[Problem statement]
Provide an exact reproduction of every entry.

[Data supplied]
>>
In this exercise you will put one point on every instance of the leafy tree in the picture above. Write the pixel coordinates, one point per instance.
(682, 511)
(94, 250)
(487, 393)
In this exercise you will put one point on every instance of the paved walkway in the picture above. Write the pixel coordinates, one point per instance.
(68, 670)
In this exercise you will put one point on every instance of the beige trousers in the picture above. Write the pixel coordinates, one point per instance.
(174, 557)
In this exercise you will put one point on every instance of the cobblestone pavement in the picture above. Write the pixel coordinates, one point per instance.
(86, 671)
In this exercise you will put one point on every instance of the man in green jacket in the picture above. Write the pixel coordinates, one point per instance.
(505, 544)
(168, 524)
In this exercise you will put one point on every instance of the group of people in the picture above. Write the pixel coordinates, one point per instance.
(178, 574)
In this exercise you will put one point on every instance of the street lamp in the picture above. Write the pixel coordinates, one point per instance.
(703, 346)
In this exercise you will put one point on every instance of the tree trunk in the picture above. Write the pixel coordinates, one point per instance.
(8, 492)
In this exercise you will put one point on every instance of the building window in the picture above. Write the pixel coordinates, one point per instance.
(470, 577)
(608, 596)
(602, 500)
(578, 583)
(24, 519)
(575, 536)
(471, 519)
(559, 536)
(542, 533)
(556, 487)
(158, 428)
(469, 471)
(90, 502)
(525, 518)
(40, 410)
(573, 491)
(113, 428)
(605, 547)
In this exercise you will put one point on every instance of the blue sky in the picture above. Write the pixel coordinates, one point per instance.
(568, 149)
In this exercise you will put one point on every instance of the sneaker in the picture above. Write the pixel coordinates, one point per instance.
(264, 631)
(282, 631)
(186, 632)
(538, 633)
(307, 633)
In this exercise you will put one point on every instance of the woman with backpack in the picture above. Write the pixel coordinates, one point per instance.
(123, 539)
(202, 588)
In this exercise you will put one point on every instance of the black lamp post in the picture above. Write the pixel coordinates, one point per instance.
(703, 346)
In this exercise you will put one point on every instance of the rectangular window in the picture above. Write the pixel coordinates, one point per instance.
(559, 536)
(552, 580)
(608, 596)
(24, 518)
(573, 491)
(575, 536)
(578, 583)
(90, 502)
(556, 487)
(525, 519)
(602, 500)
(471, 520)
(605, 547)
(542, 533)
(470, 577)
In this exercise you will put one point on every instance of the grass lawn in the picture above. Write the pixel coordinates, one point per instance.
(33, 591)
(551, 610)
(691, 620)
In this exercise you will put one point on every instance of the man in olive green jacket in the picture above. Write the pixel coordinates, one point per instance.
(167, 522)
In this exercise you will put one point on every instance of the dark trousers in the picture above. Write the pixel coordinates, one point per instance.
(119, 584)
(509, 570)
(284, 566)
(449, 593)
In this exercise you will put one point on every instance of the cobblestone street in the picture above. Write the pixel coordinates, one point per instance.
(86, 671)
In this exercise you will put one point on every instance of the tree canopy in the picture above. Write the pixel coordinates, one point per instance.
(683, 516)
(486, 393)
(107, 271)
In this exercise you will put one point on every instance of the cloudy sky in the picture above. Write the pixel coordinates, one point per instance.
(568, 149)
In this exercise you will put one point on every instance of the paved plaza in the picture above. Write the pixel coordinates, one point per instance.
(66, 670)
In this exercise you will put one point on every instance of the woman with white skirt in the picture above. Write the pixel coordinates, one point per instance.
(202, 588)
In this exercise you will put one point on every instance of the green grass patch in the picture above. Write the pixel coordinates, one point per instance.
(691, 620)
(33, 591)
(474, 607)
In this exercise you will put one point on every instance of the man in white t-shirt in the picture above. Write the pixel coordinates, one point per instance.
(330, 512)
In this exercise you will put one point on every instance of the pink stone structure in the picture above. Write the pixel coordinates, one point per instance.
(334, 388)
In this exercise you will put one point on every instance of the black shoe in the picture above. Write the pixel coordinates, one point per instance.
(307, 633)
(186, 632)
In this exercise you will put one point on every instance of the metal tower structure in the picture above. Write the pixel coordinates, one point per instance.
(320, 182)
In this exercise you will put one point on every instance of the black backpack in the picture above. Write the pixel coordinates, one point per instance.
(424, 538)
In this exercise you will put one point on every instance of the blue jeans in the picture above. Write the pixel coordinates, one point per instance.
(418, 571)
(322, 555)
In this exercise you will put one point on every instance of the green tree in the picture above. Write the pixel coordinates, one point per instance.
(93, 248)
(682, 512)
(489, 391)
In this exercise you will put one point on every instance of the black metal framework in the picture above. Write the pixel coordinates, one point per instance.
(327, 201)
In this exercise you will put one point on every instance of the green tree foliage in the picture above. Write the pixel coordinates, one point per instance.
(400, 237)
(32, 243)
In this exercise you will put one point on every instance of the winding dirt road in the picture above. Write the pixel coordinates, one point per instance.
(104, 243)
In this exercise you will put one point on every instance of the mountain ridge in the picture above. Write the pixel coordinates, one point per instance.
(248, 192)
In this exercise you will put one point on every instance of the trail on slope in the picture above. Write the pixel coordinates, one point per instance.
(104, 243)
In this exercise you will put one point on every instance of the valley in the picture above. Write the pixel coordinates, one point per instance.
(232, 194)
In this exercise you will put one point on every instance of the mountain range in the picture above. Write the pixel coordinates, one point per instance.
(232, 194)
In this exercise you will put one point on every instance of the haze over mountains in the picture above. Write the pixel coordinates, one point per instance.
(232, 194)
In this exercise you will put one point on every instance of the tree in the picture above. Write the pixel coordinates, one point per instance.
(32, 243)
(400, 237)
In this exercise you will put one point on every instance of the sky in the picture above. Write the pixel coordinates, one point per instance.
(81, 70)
<<
[Written response]
In this exercise you will put one point on every instance of the leafy tree in the picture above. Write the pixel coordinates, one point per instance.
(682, 511)
(94, 250)
(487, 393)
In this exercise you will put one point on every instance of the paved walkway in the picture above. Write the pixel coordinates, one point per instance.
(68, 670)
In this exercise you will put one point on every instance of the beige trousers in the picture above. Write the pixel coordinates, one point per instance.
(174, 557)
In this exercise you will put one point on every instance of the cobblestone pavement in the picture above. Write the pixel coordinates, one point per instance.
(86, 671)
In this exercise you will put one point on every instance of the man in green jacket in the picture above. Write the pixel coordinates, one point per instance.
(505, 544)
(168, 524)
In this exercise you will put one point on every instance of the group of people in the picture above. Write the pixel coordinates, one point per instance.
(178, 574)
In this exercise you will put one point on every instance of the street lamp in the picture above. Write the pixel coordinates, one point per instance.
(703, 346)
In this exercise you will put one point on every instance of the tree trunk in the picture above. Write the pixel coordinates, one point per instance.
(8, 492)
In this exercise you will put one point on every instance of the building window in the picture above. Write the pixel coordinates, one point per instance.
(470, 577)
(608, 596)
(602, 500)
(578, 583)
(24, 519)
(575, 536)
(471, 519)
(559, 536)
(542, 533)
(556, 487)
(158, 428)
(469, 471)
(90, 502)
(525, 518)
(40, 410)
(573, 491)
(113, 428)
(605, 547)
In this exercise you will put one point on every instance of the blue sky in the picture above. Write the pixel coordinates, one point per instance.
(568, 149)
In this exercise you will put one point on every instance of the sneaker in the picture above. Write the pixel coordinates, one point per instance.
(264, 631)
(282, 631)
(186, 632)
(538, 633)
(307, 633)
In this exercise you will put one point on every instance of the woman with backpack in the picture above. Write the pixel coordinates, one point per instance.
(123, 539)
(202, 588)
In this exercise you will put one point on every instance of the black lamp post in the picture above. Write the pixel coordinates, one point per instance.
(703, 346)
In this exercise you will put one point on every instance of the rectangular window in the picture above. Write the pixel coordinates, one point per instance.
(559, 536)
(552, 580)
(608, 596)
(24, 518)
(573, 491)
(575, 536)
(578, 583)
(90, 502)
(556, 487)
(525, 519)
(602, 500)
(471, 520)
(605, 547)
(542, 533)
(470, 577)
In this exercise you will put one point on every instance of the grass lawn in the picture above. Write the pixel coordinates, one point per instance.
(33, 591)
(551, 610)
(691, 620)
In this exercise you will put one point on every instance of the man in olive green jacket in the picture above. Write the pixel coordinates, one point per instance.
(167, 522)
In this exercise you will put one point on every instance of the dark trousers in the picture above. Write the pixel coordinates, one point per instance.
(119, 584)
(509, 570)
(284, 566)
(449, 593)
In this exercise you will put one point on every instance of the cobblestone street in the picture above. Write the pixel coordinates, one point per instance.
(86, 671)
In this exercise you will put one point on every instance of the tree canopy in the picture above. Write the pixel coordinates, one point per instance.
(683, 516)
(486, 393)
(107, 271)
In this exercise you will put one point on every instance of the cloudy sky in the picture above. Write the pixel coordinates, one point per instance.
(568, 149)
In this exercise you will put one point on every instance of the paved plaza in the picture above. Write the pixel coordinates, one point per instance.
(66, 670)
In this exercise you will put one point on every instance of the woman with white skirt in the picture above. Write the pixel coordinates, one point per instance.
(202, 588)
In this exercise you will put one point on every instance of the green grass patch in the picture above. Write the pixel coordinates, one point per instance.
(691, 620)
(33, 591)
(474, 607)
In this exercise you will put one point on every instance of the man in white t-shirt in the picture above. Write the pixel coordinates, one point per instance.
(330, 512)
In this exercise you will put one point on every instance of the pink stone structure in the picture above. Write the pixel coordinates, one point per instance.
(334, 388)
In this exercise you will put one point on every instance of the black shoe in the picture above. Write the pixel coordinates, one point per instance.
(307, 633)
(186, 632)
In this exercise you will put one point on every instance of the metal tower structure in the picture above. Write the pixel coordinates, one point per instance.
(320, 182)
In this exercise you will put one point on every instance of the black backpack in the picture above. Write the pixel coordinates, one point per instance.
(424, 538)
In this exercise you will put one point on every instance of the blue jeans in the picture above. Write the pixel coordinates, one point per instance.
(418, 571)
(322, 555)
In this exercise you will put one point on every instance of the green tree in the picture above. Write the pixel coordinates, one point per instance.
(93, 248)
(682, 512)
(489, 391)
In this exercise you will put one point on every instance of the black metal framework in the picture above. Write the pixel coordinates, one point per instance.
(327, 201)
In this exercise you will put one point on every instance of the green tree foliage in the picture above. Write the pixel coordinates, one point per instance.
(400, 237)
(32, 243)
In this exercise you will put one point on every instance of the winding dirt road in the picture above. Write the pixel coordinates, one point per instance.
(104, 243)
In this exercise you will put one point on every instance of the mountain ridge in the picture above. Write the pixel coordinates, one point per instance.
(248, 192)
In this exercise you will put one point on every instance of the trail on slope in the picture above. Write the pixel coordinates, one point per instance.
(104, 243)
In this exercise you will put one point on every instance of the valley in the picture above. Write the pixel coordinates, one point per instance.
(232, 194)
In this exercise you will put one point on every instance of the mountain range in the picture above. Write the pixel coordinates, one point per instance.
(232, 194)
In this exercise you will put one point on every instance of the haze over mountains in the picture above. Write the pixel coordinates, one point per instance.
(232, 194)
In this exercise you will put one point on every instance of the tree in the picture above. Write the pixel coordinates, one point per instance.
(32, 243)
(400, 237)
In this exercise you will put one point on every instance of the sky in the picture above. Write the pixel coordinates, one point per instance.
(81, 70)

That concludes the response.